● **Object point labels**
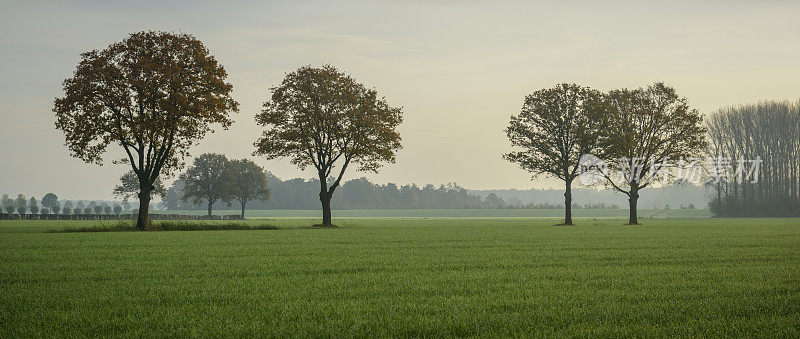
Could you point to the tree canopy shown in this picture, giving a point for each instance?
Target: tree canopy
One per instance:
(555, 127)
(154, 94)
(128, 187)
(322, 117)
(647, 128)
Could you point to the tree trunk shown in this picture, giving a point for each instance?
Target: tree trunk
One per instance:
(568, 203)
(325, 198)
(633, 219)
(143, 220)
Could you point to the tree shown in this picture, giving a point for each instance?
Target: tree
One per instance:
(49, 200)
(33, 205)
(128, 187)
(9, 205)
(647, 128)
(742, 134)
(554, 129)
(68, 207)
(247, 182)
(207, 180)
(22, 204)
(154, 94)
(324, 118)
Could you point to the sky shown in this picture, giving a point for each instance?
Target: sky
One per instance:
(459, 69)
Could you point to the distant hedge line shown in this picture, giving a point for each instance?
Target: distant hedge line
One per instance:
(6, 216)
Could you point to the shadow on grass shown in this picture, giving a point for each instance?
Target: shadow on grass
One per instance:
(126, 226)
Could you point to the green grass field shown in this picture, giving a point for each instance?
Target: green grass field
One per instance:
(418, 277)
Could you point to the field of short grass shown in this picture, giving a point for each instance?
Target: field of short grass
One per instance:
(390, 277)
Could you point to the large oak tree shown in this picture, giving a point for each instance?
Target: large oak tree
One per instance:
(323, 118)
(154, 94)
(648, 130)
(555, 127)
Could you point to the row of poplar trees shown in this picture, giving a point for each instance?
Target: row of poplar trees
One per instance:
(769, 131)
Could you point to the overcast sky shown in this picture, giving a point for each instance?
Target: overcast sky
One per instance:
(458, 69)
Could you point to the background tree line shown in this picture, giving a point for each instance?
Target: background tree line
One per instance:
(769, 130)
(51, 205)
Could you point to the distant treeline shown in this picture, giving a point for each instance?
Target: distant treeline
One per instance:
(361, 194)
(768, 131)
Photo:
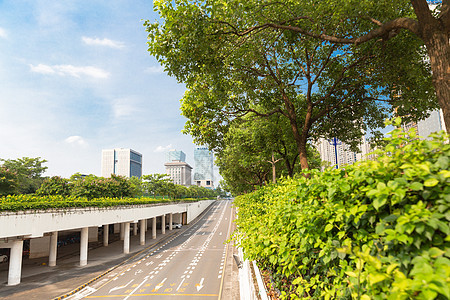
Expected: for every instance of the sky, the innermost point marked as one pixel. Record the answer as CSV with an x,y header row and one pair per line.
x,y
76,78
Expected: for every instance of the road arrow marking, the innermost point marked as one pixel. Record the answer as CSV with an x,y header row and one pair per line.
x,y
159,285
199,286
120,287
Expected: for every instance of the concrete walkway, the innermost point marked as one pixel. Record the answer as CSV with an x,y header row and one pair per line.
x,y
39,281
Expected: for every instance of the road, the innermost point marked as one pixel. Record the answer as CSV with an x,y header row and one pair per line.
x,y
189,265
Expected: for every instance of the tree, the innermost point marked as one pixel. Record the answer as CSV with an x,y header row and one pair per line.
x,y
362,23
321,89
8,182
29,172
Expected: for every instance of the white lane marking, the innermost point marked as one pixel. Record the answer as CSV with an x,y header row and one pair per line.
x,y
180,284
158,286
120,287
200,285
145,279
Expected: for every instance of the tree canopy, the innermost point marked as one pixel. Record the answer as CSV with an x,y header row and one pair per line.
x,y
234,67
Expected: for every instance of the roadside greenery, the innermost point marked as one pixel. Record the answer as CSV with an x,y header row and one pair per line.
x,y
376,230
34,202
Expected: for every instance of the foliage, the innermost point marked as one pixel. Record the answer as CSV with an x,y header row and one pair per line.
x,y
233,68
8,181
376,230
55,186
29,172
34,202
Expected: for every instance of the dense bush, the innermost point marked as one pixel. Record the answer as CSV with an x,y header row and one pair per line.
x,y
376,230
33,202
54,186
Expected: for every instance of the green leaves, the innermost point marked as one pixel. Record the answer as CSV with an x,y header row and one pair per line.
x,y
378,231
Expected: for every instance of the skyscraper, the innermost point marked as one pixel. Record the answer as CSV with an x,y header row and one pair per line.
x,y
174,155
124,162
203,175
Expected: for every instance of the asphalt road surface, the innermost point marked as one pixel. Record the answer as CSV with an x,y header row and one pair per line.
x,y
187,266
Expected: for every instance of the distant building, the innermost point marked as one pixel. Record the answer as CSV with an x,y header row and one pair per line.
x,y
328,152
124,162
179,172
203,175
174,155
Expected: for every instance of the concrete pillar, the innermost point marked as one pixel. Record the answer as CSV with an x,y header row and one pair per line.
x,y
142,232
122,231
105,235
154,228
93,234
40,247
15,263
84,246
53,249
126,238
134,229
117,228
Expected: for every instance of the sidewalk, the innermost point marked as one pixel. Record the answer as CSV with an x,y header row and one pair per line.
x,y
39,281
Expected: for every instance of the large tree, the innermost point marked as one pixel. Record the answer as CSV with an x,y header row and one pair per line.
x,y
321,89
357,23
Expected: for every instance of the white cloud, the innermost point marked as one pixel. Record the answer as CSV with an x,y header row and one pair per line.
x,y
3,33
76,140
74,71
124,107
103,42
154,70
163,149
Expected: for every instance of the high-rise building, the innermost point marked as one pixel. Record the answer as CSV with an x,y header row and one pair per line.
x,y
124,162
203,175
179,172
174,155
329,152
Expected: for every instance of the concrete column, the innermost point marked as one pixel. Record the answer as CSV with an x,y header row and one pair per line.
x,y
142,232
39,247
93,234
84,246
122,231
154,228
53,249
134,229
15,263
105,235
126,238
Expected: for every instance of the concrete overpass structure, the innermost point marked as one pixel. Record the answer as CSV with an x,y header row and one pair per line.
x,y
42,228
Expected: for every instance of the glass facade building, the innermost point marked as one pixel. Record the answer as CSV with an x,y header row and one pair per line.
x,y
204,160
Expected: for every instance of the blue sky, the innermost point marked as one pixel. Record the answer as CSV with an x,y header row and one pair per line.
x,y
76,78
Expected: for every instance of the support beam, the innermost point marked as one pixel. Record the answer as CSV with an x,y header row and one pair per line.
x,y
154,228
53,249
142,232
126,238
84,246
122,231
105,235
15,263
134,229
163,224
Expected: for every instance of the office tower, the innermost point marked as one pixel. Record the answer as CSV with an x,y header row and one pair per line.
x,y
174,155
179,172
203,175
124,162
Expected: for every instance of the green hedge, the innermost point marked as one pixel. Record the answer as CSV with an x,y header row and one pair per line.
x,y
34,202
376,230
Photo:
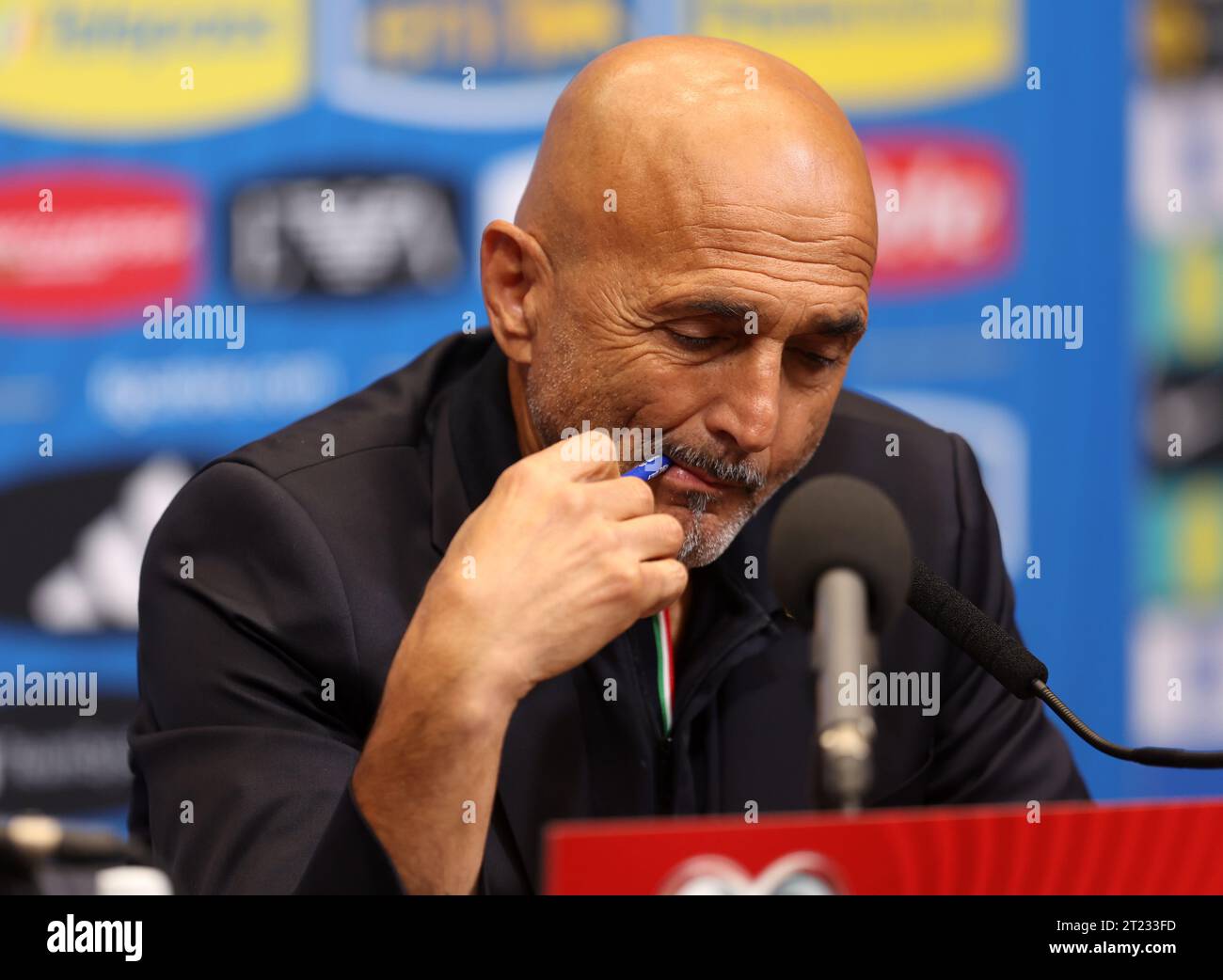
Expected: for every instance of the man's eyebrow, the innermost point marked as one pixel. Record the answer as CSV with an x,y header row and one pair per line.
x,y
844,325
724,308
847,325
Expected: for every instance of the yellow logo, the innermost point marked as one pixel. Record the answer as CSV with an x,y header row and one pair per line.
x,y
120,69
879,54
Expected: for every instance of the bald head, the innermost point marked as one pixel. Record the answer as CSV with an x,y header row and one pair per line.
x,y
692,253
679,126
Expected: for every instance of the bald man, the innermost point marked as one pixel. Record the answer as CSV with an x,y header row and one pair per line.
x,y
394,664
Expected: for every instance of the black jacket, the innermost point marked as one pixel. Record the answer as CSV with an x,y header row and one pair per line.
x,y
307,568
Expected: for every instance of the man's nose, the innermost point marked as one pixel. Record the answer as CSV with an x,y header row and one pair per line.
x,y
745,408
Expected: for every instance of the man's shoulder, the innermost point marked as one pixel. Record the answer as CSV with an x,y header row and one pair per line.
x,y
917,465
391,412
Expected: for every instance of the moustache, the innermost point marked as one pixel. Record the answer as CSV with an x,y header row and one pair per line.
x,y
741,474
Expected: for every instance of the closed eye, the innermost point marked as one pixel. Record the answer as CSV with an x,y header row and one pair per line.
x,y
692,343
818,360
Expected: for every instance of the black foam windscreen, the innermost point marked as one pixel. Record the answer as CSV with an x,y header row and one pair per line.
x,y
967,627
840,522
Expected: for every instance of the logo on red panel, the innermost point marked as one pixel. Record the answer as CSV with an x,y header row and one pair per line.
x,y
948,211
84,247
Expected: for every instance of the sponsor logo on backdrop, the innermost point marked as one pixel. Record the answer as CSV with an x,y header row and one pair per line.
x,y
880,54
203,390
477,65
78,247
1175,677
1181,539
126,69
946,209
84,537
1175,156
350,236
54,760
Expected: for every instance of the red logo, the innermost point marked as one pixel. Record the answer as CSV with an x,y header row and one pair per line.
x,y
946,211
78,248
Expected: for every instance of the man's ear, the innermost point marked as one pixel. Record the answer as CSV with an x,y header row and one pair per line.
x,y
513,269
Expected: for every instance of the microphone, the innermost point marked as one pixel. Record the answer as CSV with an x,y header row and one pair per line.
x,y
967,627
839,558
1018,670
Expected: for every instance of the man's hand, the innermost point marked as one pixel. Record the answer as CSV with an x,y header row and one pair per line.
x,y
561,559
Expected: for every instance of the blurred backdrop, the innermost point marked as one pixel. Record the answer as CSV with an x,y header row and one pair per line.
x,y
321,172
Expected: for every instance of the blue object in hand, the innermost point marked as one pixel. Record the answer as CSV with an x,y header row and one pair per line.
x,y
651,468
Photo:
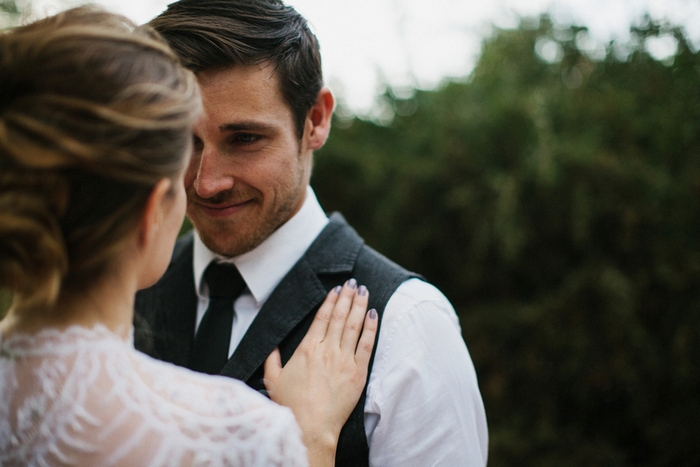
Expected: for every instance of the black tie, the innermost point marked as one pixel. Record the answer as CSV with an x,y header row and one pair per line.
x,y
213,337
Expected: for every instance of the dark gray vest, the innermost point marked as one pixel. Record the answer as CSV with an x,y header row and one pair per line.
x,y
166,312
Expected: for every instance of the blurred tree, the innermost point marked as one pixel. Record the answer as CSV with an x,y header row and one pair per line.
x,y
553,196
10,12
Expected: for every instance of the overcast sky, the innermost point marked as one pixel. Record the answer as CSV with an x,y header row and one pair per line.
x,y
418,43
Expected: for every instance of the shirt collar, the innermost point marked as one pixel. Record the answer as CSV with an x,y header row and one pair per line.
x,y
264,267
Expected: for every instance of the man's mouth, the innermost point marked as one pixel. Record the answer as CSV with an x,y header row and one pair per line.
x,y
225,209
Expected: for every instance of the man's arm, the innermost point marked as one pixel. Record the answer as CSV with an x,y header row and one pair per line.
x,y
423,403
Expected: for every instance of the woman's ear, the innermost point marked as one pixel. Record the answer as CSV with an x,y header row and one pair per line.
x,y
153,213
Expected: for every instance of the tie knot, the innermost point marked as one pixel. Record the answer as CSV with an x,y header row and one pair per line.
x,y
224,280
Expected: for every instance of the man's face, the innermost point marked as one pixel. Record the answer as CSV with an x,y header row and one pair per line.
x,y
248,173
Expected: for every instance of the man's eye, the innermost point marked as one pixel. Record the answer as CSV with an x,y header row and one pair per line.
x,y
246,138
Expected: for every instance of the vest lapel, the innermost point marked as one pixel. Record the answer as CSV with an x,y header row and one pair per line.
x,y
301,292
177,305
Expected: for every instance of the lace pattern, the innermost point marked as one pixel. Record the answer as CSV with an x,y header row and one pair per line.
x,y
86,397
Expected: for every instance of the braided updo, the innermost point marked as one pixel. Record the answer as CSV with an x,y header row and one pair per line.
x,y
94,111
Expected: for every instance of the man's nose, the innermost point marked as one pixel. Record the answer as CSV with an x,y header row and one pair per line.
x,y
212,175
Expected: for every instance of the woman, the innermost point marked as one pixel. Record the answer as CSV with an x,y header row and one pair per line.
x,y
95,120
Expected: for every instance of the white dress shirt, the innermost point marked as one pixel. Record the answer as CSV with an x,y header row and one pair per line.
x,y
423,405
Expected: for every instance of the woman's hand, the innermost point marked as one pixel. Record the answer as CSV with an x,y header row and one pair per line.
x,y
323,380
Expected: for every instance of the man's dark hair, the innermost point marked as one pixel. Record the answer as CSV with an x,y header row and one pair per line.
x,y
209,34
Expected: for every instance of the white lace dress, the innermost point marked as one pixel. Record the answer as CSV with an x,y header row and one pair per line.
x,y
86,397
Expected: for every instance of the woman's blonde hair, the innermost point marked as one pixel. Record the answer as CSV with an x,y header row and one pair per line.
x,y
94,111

● **Aim of the exercise**
Could you give again exactly the lines from the line containing "Expected: for every instance of the woman, the" through the final line of the data above, and no others?

● **Completed exercise**
Expected: for every instance of the woman, the innermost point marked as one pixel. Record the answer as CSV with an x,y header row and one pair per line.
x,y
95,120
Expected: for every instance of the white dress shirt, the innermost point marked as one pixel. Record the answer as CSV with an x,y header row and one pair per line.
x,y
423,405
Expected: for every instance of the woman's hand, the innermost point marked as one pixel. Record the answer as CSV with an x,y header row and one pair per line.
x,y
323,380
Expected: for every instance of the man's dark hair, the innermost point marked as one pixel. Record the answer as CSV with an x,y header row and one pair per line.
x,y
209,34
Expected: for every instance of the white lace dress, the innermost point marked as one pixel. Record the answer as CSV with an x,y header row and one pair per line.
x,y
86,397
Expected: for every instance of the woman's blonde hair, the innermost point marked as one pixel. Record the answer as CSV with an x,y header row and one pair per line.
x,y
94,111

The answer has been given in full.